● Exercise requirements
Take the line that contains "# test: pointer returns one pin per instance of the rear" as the first line and the last line of the material below as the final one; reproduce exactly the lines between, inclusive.
((
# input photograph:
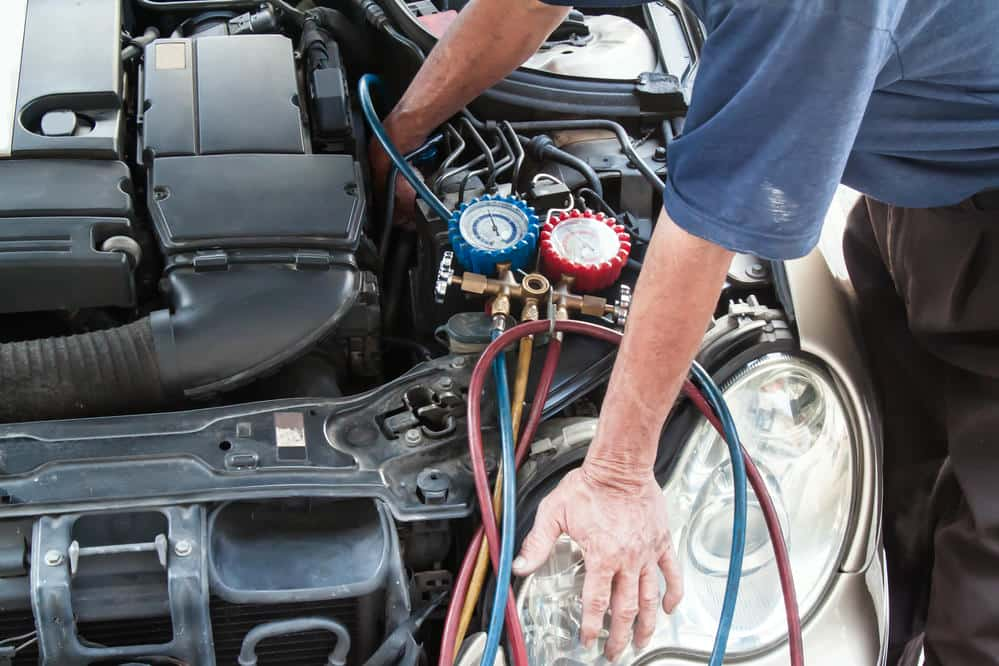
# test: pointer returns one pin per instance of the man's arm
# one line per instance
(613, 506)
(488, 40)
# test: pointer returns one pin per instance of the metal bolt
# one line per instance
(433, 486)
(414, 436)
(183, 548)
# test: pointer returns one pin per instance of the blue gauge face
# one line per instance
(493, 225)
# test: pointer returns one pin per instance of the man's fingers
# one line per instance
(540, 540)
(596, 599)
(624, 610)
(674, 580)
(648, 606)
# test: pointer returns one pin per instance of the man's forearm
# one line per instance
(674, 300)
(465, 62)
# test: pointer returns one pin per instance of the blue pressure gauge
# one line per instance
(491, 230)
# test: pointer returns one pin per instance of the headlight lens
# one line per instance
(794, 424)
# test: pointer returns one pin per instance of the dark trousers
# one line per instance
(927, 282)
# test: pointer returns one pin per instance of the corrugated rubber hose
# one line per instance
(104, 372)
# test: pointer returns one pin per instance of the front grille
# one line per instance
(230, 622)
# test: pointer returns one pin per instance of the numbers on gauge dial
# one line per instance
(493, 225)
(585, 241)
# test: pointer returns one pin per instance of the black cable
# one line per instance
(520, 154)
(484, 147)
(405, 42)
(541, 148)
(383, 242)
(420, 350)
(622, 138)
(137, 44)
(588, 194)
(532, 126)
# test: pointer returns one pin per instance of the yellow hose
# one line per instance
(482, 561)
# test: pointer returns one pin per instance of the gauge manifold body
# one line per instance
(491, 230)
(589, 247)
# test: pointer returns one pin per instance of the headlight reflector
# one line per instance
(794, 424)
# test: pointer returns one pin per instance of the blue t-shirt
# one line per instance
(896, 98)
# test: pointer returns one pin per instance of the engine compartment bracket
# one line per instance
(51, 584)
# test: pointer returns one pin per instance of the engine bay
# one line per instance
(233, 392)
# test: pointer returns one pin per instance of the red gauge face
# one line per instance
(588, 247)
(586, 241)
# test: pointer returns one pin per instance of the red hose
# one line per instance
(794, 639)
(475, 445)
(515, 631)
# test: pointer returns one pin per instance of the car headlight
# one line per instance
(794, 424)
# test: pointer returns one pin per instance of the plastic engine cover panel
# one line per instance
(256, 201)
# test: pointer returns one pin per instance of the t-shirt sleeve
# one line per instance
(777, 103)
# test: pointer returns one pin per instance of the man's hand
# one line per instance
(456, 72)
(613, 507)
(622, 530)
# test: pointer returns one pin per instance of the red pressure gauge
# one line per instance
(587, 246)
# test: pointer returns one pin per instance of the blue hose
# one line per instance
(714, 397)
(508, 527)
(364, 86)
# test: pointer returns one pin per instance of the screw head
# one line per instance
(183, 548)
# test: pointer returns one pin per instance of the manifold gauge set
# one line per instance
(588, 248)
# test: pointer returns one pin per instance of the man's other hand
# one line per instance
(622, 531)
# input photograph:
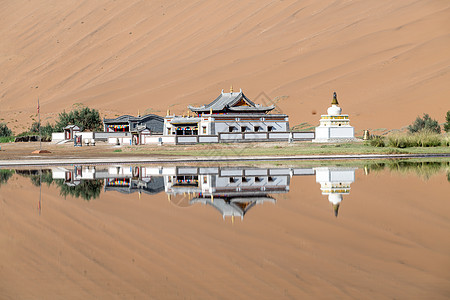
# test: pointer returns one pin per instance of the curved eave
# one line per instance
(251, 109)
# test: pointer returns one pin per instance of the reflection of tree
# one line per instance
(87, 189)
(423, 169)
(5, 175)
(46, 178)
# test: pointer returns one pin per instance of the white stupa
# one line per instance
(335, 182)
(334, 126)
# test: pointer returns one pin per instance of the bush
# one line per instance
(447, 123)
(425, 123)
(377, 141)
(6, 139)
(423, 138)
(4, 130)
(84, 117)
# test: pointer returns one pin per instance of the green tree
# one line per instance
(4, 130)
(447, 123)
(425, 123)
(84, 117)
(46, 130)
(87, 189)
(5, 175)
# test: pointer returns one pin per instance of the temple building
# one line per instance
(334, 126)
(335, 182)
(231, 116)
(127, 123)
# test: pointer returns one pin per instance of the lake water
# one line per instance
(370, 231)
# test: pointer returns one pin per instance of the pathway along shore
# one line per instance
(42, 161)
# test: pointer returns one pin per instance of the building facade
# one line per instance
(230, 116)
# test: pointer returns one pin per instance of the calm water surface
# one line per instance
(379, 230)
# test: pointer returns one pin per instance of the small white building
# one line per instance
(334, 126)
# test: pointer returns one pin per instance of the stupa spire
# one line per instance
(334, 102)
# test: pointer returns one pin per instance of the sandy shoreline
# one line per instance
(39, 161)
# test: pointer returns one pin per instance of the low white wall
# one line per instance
(86, 135)
(182, 139)
(208, 139)
(255, 136)
(57, 136)
(342, 133)
(303, 135)
(122, 140)
(279, 135)
(156, 139)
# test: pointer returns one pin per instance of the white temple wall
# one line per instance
(324, 133)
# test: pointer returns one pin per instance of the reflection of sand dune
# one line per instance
(124, 56)
(391, 241)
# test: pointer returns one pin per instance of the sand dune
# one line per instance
(389, 241)
(387, 60)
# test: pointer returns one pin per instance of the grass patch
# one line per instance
(276, 149)
(6, 139)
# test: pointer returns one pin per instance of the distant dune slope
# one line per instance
(389, 61)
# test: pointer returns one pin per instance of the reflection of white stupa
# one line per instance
(334, 126)
(335, 182)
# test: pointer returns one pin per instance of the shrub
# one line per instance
(425, 123)
(446, 140)
(447, 123)
(84, 117)
(377, 141)
(4, 130)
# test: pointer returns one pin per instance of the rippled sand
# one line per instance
(390, 240)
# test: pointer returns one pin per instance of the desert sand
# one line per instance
(387, 60)
(390, 241)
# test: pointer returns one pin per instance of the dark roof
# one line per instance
(128, 118)
(234, 206)
(226, 101)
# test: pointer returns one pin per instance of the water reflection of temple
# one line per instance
(335, 182)
(232, 191)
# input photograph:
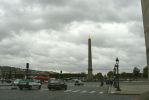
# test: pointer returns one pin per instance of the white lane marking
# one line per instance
(101, 92)
(44, 89)
(76, 91)
(92, 92)
(112, 92)
(68, 91)
(84, 91)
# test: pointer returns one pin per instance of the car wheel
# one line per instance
(30, 87)
(39, 87)
(21, 88)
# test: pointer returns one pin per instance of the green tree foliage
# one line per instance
(110, 74)
(98, 76)
(136, 72)
(145, 72)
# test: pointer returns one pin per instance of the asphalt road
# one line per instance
(91, 91)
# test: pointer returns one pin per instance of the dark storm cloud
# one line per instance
(53, 33)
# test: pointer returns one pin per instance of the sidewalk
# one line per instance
(129, 89)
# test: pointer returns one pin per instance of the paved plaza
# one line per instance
(90, 91)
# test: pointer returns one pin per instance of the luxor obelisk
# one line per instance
(90, 74)
(145, 12)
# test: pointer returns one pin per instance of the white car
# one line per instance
(29, 83)
(78, 82)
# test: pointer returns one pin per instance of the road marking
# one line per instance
(68, 91)
(84, 91)
(76, 91)
(101, 92)
(44, 89)
(92, 92)
(112, 92)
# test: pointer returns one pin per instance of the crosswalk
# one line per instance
(84, 91)
(80, 91)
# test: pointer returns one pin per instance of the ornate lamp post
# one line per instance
(114, 76)
(117, 66)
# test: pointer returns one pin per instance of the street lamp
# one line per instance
(114, 76)
(117, 65)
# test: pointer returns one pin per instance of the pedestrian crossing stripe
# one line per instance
(68, 91)
(76, 91)
(100, 92)
(92, 92)
(84, 91)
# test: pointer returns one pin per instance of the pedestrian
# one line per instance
(102, 82)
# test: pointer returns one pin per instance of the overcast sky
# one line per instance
(53, 34)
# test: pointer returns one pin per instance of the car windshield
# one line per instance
(17, 80)
(56, 81)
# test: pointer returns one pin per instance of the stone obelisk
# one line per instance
(90, 74)
(145, 12)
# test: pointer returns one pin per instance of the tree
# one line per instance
(145, 72)
(136, 72)
(110, 74)
(98, 76)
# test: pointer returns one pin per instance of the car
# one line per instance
(16, 82)
(57, 84)
(29, 83)
(78, 82)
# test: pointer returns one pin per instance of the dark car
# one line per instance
(57, 84)
(78, 82)
(29, 83)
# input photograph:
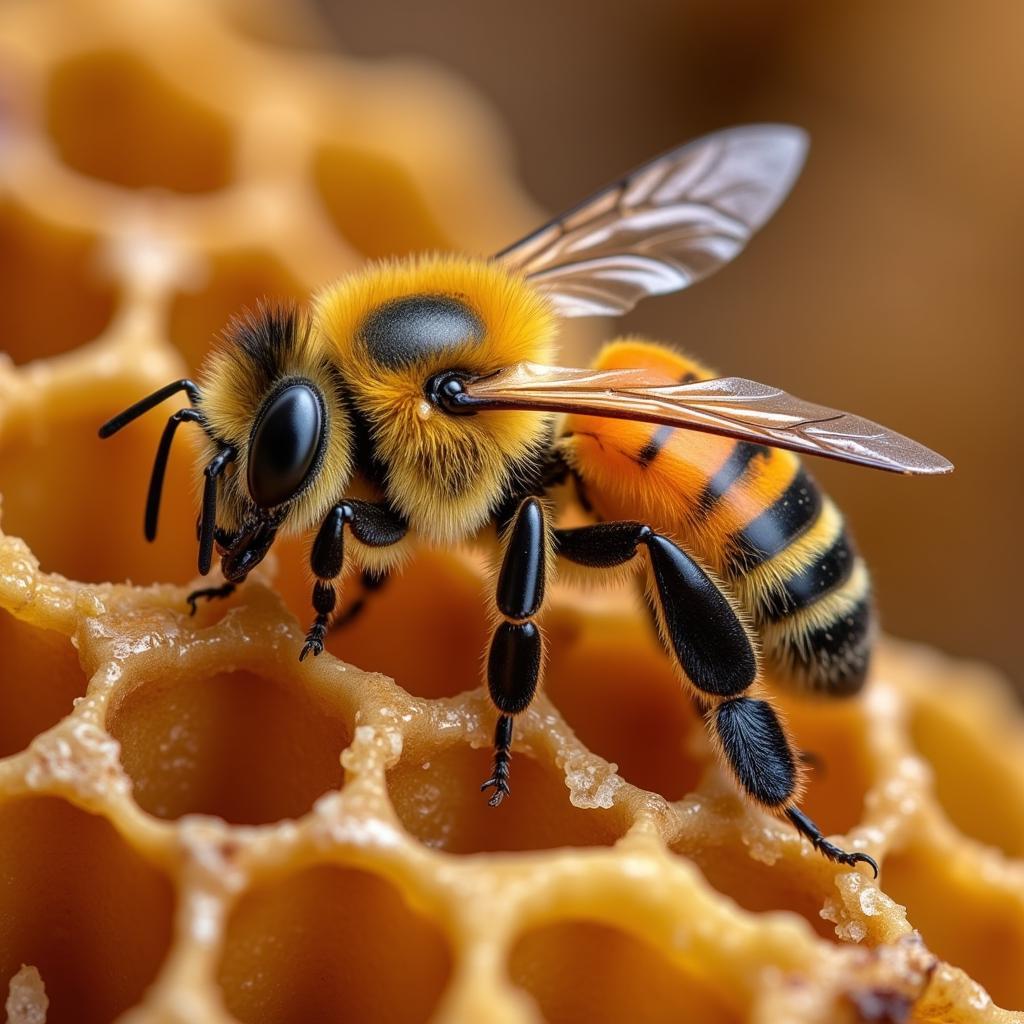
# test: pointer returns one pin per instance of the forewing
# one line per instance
(664, 226)
(729, 406)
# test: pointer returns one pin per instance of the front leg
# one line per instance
(517, 647)
(375, 524)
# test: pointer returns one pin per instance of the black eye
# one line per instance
(284, 444)
(402, 331)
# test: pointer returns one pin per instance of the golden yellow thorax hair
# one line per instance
(444, 473)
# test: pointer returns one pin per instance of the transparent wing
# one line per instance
(729, 406)
(664, 226)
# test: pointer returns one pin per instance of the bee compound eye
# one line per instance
(284, 444)
(448, 390)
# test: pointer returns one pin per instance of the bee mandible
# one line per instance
(419, 400)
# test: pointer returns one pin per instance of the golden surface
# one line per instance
(196, 827)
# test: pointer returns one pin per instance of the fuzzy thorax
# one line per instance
(443, 473)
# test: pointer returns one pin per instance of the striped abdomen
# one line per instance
(749, 512)
(783, 548)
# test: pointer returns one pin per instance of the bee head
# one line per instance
(392, 330)
(271, 394)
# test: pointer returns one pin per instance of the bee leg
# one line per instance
(807, 827)
(372, 582)
(716, 652)
(210, 594)
(698, 624)
(376, 525)
(516, 648)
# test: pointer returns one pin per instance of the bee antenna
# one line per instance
(160, 466)
(208, 522)
(143, 406)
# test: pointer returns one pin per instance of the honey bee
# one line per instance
(419, 399)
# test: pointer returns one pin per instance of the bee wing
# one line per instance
(729, 406)
(666, 225)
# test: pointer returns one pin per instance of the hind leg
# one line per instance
(715, 649)
(517, 647)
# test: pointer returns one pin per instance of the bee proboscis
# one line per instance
(419, 400)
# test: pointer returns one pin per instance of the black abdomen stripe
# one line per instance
(781, 523)
(834, 658)
(820, 577)
(732, 469)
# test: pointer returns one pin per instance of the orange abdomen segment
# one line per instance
(750, 513)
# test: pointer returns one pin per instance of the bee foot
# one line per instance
(840, 856)
(314, 641)
(208, 594)
(498, 781)
(807, 827)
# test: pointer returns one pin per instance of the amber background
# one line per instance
(890, 284)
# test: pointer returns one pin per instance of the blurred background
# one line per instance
(890, 284)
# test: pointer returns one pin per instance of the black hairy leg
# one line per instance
(807, 827)
(375, 524)
(715, 651)
(516, 648)
(209, 594)
(372, 583)
(699, 626)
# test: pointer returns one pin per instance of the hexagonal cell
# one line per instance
(247, 748)
(760, 888)
(436, 602)
(586, 971)
(79, 501)
(52, 295)
(616, 689)
(113, 117)
(376, 204)
(332, 943)
(969, 763)
(966, 920)
(40, 677)
(235, 282)
(833, 734)
(436, 795)
(80, 905)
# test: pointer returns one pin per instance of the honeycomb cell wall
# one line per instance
(196, 827)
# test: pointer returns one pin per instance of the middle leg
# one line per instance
(517, 647)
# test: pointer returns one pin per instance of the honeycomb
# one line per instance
(196, 827)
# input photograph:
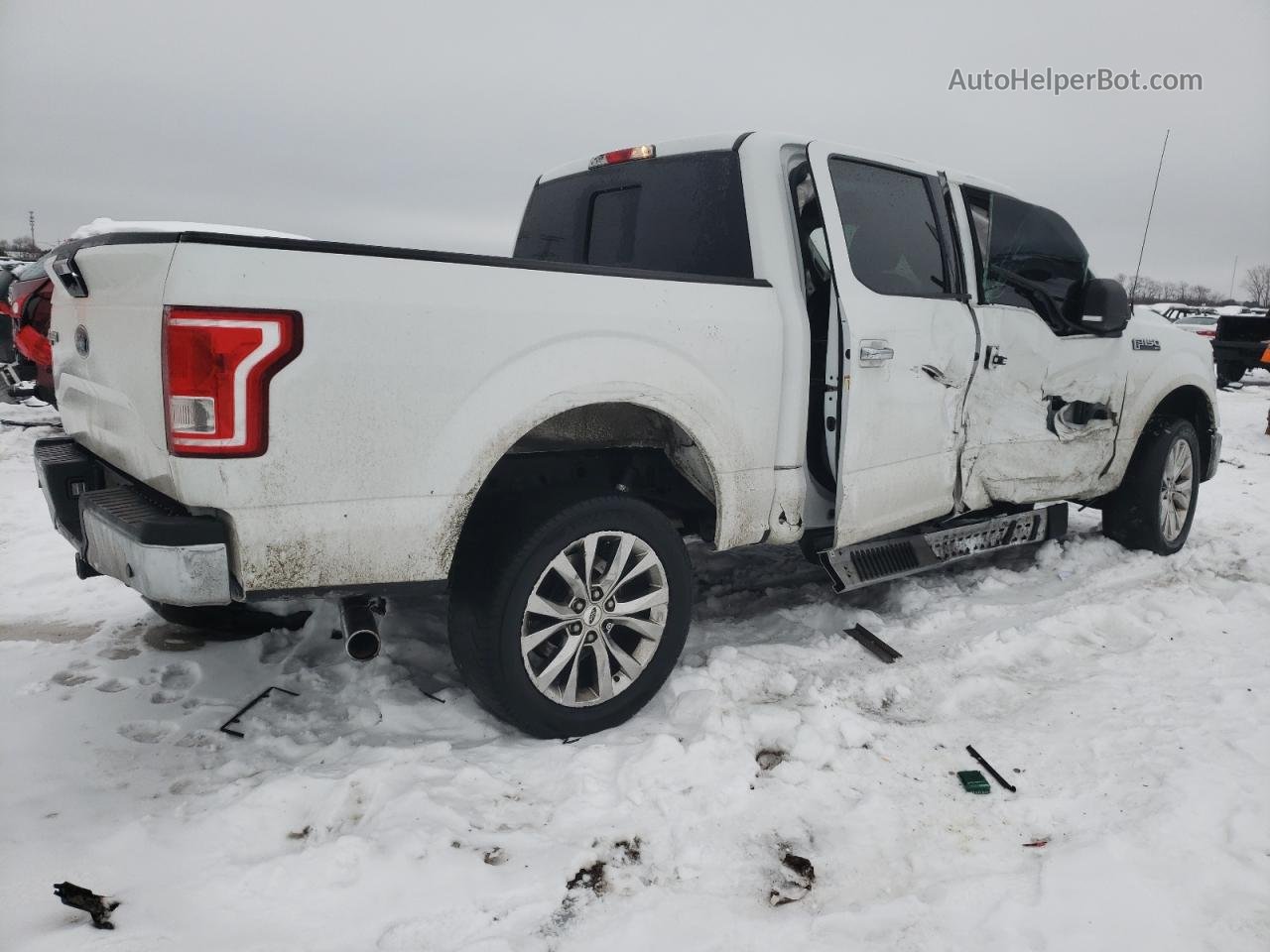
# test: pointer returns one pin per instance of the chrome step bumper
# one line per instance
(880, 560)
(118, 529)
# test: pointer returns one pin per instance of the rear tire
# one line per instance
(231, 622)
(1155, 507)
(602, 640)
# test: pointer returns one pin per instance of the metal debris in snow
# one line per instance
(873, 644)
(987, 767)
(798, 875)
(973, 782)
(87, 901)
(248, 706)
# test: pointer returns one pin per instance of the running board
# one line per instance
(881, 560)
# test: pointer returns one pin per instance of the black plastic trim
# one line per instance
(343, 248)
(154, 520)
(339, 248)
))
● Correct answer
# test: pointer returns one pin per instance of the rear tire
# one line per instance
(231, 622)
(1155, 507)
(602, 640)
# test: pointer returns one pin per instance of the metal debris in snow
# one line per instance
(873, 644)
(987, 767)
(798, 875)
(973, 782)
(87, 901)
(248, 706)
# test: pointer returns one pin per instance of the running board
# one line per instance
(881, 560)
# test: pointer returns one pin per instance of the black plastic trim
# one line per instance
(343, 248)
(154, 520)
(339, 248)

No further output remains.